Data section »
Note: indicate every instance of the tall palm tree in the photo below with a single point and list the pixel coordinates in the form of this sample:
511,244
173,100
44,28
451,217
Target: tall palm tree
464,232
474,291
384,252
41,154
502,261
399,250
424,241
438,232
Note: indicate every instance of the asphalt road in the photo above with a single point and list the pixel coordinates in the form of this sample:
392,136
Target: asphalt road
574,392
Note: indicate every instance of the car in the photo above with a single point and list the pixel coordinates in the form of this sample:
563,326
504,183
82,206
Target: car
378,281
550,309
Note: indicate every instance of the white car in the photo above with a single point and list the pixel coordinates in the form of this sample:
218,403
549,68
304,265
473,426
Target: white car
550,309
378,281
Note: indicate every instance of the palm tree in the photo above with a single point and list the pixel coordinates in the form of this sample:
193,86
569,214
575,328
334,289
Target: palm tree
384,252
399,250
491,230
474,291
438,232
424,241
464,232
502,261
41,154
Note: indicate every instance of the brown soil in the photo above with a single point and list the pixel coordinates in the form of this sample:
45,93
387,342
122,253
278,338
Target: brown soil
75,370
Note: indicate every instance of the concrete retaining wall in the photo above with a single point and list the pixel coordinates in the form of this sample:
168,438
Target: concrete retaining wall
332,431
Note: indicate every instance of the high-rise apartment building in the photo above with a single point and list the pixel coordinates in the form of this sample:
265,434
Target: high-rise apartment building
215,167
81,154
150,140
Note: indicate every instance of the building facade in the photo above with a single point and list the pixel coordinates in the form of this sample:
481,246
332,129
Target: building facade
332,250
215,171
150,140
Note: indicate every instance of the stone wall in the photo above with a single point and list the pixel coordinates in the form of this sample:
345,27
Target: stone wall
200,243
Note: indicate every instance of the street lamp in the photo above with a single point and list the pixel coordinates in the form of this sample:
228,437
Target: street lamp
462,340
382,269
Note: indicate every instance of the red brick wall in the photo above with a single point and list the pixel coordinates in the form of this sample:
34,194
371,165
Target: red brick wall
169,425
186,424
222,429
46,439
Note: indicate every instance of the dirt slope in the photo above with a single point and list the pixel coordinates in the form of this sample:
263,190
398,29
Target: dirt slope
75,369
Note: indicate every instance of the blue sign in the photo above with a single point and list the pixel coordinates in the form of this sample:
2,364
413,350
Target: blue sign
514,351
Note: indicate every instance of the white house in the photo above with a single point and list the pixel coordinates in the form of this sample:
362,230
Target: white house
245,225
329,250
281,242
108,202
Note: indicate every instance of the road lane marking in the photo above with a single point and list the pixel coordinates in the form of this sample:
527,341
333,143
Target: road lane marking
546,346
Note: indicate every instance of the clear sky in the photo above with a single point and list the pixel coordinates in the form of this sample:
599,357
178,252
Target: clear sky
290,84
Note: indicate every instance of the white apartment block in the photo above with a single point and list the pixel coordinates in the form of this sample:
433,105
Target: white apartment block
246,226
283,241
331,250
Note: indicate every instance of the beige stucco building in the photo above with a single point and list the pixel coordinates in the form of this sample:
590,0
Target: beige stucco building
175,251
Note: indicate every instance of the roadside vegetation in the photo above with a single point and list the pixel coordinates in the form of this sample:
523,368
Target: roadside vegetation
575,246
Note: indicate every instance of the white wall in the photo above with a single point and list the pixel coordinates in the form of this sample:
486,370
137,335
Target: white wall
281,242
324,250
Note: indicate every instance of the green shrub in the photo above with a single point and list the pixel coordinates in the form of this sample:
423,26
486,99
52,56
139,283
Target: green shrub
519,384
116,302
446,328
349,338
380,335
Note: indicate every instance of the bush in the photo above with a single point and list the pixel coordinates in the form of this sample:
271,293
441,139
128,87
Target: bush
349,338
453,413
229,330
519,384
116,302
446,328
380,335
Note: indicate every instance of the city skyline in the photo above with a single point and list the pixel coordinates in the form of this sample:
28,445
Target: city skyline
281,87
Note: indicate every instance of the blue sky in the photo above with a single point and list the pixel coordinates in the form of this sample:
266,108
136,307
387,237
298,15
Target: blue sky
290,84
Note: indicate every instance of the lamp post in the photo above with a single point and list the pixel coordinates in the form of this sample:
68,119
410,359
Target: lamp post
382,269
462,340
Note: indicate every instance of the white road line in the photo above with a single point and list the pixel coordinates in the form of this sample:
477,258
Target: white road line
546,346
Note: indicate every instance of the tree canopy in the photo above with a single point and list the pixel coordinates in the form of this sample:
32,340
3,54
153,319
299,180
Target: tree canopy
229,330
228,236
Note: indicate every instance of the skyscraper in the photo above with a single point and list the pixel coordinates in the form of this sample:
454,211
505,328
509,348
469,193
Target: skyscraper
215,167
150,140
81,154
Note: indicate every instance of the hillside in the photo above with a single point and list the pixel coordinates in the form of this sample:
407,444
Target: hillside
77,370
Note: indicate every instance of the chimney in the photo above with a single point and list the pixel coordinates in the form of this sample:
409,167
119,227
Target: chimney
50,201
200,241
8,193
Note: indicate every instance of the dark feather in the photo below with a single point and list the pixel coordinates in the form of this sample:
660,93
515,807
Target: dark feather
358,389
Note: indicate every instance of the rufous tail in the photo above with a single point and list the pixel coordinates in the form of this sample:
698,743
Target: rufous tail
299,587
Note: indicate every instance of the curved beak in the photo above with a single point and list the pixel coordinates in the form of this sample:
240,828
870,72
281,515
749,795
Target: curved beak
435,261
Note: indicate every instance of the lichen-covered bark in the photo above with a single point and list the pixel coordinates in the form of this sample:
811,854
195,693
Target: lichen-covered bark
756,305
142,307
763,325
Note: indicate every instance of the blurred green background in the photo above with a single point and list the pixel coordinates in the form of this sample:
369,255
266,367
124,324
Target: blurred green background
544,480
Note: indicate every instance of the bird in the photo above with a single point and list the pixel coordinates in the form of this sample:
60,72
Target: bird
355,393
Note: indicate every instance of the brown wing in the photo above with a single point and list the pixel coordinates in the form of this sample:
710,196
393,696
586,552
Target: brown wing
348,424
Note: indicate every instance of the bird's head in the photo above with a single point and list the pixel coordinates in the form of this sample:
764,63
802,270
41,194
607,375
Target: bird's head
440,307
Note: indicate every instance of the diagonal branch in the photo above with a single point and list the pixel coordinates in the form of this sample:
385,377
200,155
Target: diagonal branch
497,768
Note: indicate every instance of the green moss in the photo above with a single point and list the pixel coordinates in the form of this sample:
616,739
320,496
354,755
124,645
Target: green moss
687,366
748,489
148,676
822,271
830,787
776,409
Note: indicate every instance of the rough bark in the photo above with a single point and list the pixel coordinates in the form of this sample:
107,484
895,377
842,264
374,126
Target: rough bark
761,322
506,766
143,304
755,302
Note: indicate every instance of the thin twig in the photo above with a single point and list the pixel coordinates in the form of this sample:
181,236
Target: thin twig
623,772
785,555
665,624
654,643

Problem » Starting from the line containing "Note: indicate every instance of the green moss" and ending with the final line of the data, reproduce each line exactly as it appears, including no other lines.

Answer to this problem »
Note: indicate every instance of the green moss in the photo above with a single point and list the pixel coordinates in the form of this sample:
616,739
320,496
354,755
124,645
Target: green moss
687,366
748,489
148,676
822,271
830,787
776,409
Note: indicate every instance of the rough bark in the photo above with a single point and list the pixel coordinates in the form of this sample:
107,484
895,377
842,264
374,126
Target: rough bark
761,322
506,766
143,304
755,302
Note: indicate every instance of the thin twig in the photo above with a single point and list the pixel coordinates in the form of this sample:
181,236
Target: thin twig
623,772
785,555
665,624
654,643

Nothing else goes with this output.